• Text section:
^^^^^^^^

FLAG DESCRIPTIONS
SUN C, C++ AND FORTRAN
Forte[tm] Developer 6 update 2, and Forte[tm] Developer 7 Early Access
11/5/01
Compiler Flags
Flag Description
-D Set definition for preprocessor.
-dalign Assume double-type data is double
aligned.
-dn Specify static binding.
-e Accept extended (132 character) input
source lines (FORTRAN).
-fast This is a convenience option for
selecting a set of optimizations for
performance, and it chooses:
o The -native best machine
characteristics option (-xarch=native,
-xchip=native, -xcache=native)
o Optimization level: -xO5
o A set of inline expansion templates
(-libmil)
o The -fsimple=2 option
o The -dalign option
o The -xalias_level=basic option (C
only)
o The -xlibmopt option
o The -xdepend option (FORTRAN only)
o The -xprefetch option (FORTRAN only)
o Options to turn off all trapping
(-fns -ftrap=%none)
-fixed Accept fixed-format input source files
(FORTRAN).
-fns Select non-standard floating point
mode.
This flag causes the nonstandard
floating point mode to be enabled when
a program begins execution. By default,
the nonstandard floating point mode
will not be enabled automatically.

^^^^^^^^

• Data supplied:
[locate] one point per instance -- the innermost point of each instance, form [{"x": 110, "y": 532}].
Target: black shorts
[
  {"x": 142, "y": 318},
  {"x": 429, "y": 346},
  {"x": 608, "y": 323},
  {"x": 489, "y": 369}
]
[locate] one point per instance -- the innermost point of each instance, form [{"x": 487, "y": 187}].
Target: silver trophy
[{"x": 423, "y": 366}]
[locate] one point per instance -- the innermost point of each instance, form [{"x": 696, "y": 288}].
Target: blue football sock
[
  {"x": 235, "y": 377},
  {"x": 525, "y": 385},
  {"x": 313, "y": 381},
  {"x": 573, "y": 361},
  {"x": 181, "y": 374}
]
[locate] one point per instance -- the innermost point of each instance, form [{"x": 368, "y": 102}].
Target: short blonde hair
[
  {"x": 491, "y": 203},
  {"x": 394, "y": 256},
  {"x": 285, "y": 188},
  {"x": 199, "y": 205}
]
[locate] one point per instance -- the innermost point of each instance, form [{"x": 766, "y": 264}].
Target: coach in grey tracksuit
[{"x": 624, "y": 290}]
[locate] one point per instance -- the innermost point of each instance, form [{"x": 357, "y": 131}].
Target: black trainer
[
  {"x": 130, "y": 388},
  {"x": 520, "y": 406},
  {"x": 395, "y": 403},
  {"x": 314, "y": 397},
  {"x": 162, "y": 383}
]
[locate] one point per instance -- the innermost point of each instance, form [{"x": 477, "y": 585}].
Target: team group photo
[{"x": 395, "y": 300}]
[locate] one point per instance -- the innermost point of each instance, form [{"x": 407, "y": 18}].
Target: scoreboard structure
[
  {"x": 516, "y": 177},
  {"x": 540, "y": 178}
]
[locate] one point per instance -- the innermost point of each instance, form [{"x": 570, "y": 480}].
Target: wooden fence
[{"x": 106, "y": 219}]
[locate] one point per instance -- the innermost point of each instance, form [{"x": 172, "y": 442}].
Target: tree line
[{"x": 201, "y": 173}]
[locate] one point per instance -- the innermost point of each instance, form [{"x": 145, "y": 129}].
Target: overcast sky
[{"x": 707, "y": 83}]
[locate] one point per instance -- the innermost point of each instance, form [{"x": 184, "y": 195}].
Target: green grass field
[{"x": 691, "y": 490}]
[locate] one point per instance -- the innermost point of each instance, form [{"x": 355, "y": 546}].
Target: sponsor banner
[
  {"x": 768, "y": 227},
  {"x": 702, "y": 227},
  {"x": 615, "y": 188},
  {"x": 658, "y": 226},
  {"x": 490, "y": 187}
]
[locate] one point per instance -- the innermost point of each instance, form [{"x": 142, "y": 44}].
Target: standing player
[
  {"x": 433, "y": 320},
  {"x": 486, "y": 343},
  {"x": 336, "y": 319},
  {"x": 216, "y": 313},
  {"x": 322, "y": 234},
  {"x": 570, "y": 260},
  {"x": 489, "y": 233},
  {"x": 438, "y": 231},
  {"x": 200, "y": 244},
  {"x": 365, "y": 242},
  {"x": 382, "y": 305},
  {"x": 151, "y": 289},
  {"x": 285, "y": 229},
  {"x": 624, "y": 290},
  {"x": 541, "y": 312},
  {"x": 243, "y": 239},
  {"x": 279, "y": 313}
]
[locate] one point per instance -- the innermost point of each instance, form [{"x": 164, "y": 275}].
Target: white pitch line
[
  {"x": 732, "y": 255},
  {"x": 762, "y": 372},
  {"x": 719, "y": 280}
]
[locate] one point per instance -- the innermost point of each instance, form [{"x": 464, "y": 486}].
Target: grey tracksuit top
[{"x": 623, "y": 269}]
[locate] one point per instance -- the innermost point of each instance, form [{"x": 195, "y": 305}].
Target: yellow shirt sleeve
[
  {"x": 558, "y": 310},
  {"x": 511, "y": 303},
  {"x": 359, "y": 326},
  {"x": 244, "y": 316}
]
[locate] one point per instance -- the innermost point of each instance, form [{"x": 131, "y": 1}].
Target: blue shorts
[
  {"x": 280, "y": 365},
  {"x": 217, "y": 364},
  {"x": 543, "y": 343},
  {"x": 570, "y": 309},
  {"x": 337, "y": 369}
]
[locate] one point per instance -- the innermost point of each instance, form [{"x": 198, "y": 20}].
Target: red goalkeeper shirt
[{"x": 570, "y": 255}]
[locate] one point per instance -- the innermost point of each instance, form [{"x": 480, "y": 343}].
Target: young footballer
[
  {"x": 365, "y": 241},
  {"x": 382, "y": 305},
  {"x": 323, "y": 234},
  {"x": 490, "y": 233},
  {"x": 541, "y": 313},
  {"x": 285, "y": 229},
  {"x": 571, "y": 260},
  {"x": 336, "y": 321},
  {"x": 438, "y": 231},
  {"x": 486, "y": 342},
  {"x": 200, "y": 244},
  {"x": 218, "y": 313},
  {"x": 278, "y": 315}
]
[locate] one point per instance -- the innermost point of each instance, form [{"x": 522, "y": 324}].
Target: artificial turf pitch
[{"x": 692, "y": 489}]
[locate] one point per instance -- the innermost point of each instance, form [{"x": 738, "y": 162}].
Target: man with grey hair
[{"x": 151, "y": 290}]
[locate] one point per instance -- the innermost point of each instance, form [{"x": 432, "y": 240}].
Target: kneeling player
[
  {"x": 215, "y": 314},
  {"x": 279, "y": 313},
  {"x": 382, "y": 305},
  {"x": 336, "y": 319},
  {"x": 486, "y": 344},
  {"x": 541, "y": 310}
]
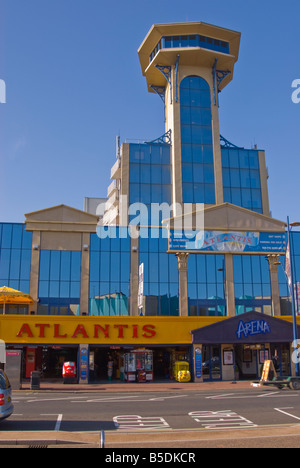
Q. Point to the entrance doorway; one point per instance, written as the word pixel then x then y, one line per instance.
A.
pixel 280 354
pixel 212 368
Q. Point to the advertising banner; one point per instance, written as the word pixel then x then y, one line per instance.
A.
pixel 232 241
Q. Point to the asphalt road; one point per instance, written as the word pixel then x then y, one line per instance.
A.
pixel 193 419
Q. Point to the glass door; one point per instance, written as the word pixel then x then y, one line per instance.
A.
pixel 280 354
pixel 212 369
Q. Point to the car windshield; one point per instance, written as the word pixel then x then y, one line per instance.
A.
pixel 4 382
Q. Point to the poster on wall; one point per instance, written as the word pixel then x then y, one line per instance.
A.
pixel 198 363
pixel 231 241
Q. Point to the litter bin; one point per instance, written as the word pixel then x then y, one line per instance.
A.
pixel 35 380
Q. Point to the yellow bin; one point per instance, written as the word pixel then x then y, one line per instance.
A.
pixel 181 371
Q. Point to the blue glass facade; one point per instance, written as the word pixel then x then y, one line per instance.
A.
pixel 160 274
pixel 190 40
pixel 109 282
pixel 149 176
pixel 59 282
pixel 15 256
pixel 206 285
pixel 252 284
pixel 198 183
pixel 241 178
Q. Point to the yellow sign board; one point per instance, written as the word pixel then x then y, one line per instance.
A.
pixel 17 329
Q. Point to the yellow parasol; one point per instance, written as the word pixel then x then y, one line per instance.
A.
pixel 12 296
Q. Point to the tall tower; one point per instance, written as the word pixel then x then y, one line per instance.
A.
pixel 187 65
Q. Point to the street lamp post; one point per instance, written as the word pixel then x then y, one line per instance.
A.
pixel 292 291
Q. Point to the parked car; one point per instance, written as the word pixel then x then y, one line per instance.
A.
pixel 6 406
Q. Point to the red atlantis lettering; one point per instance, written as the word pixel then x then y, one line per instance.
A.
pixel 149 331
pixel 105 331
pixel 95 331
pixel 80 330
pixel 57 333
pixel 42 327
pixel 25 329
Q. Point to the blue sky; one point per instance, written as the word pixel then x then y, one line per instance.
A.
pixel 74 82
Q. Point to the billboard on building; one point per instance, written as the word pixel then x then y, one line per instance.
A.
pixel 229 241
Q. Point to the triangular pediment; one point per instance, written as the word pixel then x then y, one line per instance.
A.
pixel 228 217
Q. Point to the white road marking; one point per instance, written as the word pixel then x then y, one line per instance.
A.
pixel 280 410
pixel 58 421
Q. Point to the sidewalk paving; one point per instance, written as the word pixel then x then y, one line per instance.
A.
pixel 124 387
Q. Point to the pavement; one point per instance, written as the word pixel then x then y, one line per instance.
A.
pixel 59 439
pixel 124 387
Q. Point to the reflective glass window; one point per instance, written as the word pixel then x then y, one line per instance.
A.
pixel 15 256
pixel 196 141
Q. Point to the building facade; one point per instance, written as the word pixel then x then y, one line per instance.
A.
pixel 186 263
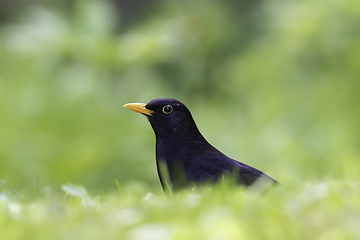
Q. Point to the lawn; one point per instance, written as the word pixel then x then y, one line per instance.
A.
pixel 272 84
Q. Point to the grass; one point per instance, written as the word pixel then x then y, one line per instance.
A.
pixel 322 210
pixel 276 88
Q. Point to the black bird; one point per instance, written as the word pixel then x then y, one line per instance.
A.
pixel 188 156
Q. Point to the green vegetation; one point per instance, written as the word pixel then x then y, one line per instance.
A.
pixel 273 84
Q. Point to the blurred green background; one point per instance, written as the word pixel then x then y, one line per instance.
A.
pixel 274 84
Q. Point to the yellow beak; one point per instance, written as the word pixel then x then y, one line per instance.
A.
pixel 139 107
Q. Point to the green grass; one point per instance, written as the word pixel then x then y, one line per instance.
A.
pixel 322 210
pixel 272 84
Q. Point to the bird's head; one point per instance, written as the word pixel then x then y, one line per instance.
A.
pixel 167 116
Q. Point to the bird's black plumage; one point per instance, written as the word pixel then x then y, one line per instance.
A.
pixel 188 155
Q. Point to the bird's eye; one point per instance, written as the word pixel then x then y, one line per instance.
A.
pixel 167 109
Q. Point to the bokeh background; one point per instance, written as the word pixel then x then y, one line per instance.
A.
pixel 274 84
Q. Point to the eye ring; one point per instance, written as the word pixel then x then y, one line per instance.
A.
pixel 167 109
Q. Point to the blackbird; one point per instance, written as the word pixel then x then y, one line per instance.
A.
pixel 189 158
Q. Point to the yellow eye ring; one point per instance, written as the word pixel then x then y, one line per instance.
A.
pixel 167 109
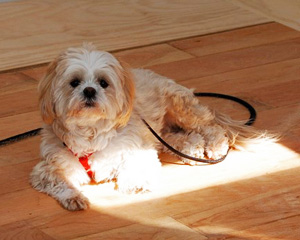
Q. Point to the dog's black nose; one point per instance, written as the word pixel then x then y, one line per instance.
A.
pixel 89 92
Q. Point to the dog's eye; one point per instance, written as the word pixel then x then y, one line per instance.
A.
pixel 75 82
pixel 103 83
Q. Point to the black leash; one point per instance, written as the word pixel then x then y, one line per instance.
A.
pixel 217 95
pixel 210 161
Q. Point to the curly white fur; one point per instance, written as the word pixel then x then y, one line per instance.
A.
pixel 109 125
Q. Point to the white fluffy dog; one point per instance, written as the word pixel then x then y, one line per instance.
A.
pixel 93 106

^^^^^^^^

• Exercise brief:
Please look at the compiler flag descriptions: which optimization level does the -fast option select?

• Response below:
-xO5